___ Exercise input ___
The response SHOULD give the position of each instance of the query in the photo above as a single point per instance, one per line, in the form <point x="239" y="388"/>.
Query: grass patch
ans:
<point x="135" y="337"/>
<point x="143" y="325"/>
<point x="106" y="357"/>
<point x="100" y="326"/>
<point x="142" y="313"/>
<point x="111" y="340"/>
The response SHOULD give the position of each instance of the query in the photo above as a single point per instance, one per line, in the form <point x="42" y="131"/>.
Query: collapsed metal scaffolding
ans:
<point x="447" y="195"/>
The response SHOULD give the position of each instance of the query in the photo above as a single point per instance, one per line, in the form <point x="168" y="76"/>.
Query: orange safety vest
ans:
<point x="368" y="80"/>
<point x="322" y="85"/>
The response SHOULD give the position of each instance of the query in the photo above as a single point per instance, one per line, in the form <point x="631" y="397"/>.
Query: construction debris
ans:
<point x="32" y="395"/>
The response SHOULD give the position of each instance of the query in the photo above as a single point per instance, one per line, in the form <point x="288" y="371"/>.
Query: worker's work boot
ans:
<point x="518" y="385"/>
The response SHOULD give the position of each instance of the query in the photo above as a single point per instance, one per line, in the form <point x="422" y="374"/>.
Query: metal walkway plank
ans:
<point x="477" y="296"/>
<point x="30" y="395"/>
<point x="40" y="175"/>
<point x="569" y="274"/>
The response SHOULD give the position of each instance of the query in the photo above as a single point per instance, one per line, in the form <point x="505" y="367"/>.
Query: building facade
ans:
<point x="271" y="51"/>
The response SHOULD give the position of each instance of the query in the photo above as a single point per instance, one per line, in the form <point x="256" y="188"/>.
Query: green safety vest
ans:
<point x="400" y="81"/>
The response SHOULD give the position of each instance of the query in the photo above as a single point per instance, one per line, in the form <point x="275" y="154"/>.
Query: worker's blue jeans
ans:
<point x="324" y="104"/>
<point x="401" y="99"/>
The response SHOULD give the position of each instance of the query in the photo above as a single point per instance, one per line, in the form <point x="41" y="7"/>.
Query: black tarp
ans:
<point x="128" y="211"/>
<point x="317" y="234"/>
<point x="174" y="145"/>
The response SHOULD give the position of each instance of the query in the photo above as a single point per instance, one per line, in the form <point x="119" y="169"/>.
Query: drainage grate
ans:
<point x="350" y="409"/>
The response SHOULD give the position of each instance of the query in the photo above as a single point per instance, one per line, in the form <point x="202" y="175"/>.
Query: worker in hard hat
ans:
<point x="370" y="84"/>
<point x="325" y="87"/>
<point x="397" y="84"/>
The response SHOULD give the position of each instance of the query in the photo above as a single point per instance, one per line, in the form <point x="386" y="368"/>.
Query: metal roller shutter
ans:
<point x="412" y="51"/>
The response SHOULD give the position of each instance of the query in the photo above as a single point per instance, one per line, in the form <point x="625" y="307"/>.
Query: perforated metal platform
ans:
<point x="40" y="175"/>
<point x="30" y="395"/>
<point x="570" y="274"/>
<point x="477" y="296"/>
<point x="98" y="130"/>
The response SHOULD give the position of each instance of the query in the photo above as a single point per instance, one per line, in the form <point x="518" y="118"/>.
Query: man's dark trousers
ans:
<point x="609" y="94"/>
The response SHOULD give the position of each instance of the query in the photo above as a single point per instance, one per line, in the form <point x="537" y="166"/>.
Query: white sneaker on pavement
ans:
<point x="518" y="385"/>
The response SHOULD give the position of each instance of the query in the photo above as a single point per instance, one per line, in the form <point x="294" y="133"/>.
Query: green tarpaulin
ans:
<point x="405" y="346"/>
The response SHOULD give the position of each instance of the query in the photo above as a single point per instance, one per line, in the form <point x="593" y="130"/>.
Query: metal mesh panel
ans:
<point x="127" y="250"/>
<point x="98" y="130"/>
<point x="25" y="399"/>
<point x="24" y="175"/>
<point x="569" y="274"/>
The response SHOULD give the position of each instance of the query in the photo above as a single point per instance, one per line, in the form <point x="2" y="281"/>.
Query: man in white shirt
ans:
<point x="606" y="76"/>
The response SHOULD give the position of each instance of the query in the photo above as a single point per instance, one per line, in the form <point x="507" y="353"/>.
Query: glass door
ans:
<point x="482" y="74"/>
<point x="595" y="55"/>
___
◆ Required work ◆
Please select and copy every line of the entries above that contains the word "white". Case counts.

◆ Completed task ◆
Query: white sneaker on pavement
Query: man in white shirt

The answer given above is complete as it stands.